● **Required task A**:
Decide whether each statement below agrees with the post about R's 'names<-' function, answering yes or no and quoting the deciding words from that post. (i) In the first example, calling 'names<-'(x, 'foo') on x = 1 leaves x unchanged. (ii) With x = 1:2, names(x) is still NULL after the call. (iii) The post says 'names<-' can remove names from x but cannot add or modify them.
● **Required task B**:
Please carry the post about R's 'names<-' function forward from its last sentence, keeping its lower-case style and its short code examples.

● **Given passage**:
2009-03-10 Thread Wacek Kusnierczyk
playing with 'names<-', i observed the following:
  
x = 1
names(x)
# NULL
'names<-'(x, 'foo')
# c(foo=1)
names(x)
# NULL

where 'names<-' has a functional flavour (does not change x), but:

x = 1:2
names(x)
# NULL
'names<-'(x, 'foo')
# c(foo=1, 2)
names(x)
# "foo" NA
  
where 'names<-' seems to perform a side effect on x (destructively
modifies x).  furthermore:

x = c(foo=1)
names(x)
# "foo"
'names<-'(x, NULL)
names(x)
# NULL
'names<-'(x, 'bar')
names(x)
# "bar" !!!

x = c(foo=1)
names(x)
# "foo"
'names<-'(x, 'bar')
names(x)
# "bar" !!!

where 'names<-' is not only able to destructively remove names from x,
but also destructively add or modify them (quite unlike in the first
example above).

● **Records supplied**:

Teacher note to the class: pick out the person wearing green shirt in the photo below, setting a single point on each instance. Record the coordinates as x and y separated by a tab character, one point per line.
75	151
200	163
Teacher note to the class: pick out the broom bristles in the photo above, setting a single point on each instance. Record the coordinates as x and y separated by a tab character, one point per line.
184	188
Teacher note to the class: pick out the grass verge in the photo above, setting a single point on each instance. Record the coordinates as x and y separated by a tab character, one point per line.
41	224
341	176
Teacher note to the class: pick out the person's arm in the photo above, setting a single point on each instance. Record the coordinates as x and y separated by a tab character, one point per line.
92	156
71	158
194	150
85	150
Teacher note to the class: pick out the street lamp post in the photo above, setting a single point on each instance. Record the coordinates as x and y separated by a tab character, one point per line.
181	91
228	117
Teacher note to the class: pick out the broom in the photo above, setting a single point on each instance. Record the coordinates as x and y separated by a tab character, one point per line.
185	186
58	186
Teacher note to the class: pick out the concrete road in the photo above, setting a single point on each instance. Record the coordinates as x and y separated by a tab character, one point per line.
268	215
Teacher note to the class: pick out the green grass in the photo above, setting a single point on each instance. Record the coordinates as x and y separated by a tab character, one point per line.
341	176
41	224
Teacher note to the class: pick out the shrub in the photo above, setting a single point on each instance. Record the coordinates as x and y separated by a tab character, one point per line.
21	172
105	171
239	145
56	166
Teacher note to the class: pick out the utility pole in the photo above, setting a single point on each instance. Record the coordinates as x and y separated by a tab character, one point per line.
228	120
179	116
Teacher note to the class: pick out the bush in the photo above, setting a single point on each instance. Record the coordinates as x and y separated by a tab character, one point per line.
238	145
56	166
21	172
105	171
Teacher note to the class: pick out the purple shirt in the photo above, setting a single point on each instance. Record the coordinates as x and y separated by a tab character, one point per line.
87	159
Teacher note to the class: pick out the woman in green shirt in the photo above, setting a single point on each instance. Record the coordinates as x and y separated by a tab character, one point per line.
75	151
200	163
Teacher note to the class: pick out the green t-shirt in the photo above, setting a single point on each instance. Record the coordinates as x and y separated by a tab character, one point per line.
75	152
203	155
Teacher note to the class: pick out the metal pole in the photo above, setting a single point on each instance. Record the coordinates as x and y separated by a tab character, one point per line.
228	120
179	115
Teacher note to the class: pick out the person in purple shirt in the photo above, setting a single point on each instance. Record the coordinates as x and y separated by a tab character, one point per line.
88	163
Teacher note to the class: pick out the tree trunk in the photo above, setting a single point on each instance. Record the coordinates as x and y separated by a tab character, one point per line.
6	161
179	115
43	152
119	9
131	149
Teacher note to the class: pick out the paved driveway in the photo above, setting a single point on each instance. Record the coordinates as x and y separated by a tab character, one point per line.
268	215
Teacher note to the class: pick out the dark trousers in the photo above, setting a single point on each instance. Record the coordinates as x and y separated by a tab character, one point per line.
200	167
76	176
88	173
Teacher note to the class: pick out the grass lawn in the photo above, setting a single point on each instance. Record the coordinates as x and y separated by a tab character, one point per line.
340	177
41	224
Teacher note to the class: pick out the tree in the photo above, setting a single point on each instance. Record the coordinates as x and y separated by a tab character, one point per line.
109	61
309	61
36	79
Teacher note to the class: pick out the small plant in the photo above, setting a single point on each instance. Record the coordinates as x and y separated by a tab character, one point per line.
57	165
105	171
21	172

● **Exercise answer A**:
(i) Yes: "where 'names<-' has a functional flavour (does not change x)"
(ii) No: "# "foo" NA"
(iii) No: "is not only able to destructively remove names from x,
but also destructively add or modify them"

● **Exercise answer B**:
analogous code but using 'dimnames<-' on a matrix performs a side effect
on the matrix even if it initially does not have dimnames:

x = matrix(1,1,1)
dimnames(x)
# NULL
'dimnames<-'(x, list('foo', 'bar'))
dimnames(x)
# list("foo", "bar")

this is incoherent with the first example above, in that in both cases
the structure initially has no names or dimnames attribute, but the end
result is different in the two examples.

is there something i misunderstand here?


there is another, minor issue with names:

'names<-'(1, c('foo', 'bar'))
# error: 'names' attribute [2] must be the same length as the vector [1]

'names<-'(1:2, 'foo')
# no error

since ?names says that "If 'value' is shorter than 'x', it is extended
by character 'NA's to the length of 'x'" (where x is the vector and
value is the names vector), the error message above should say that the
names attribute must be *at most*, not *exactly*, of the length of the
vector.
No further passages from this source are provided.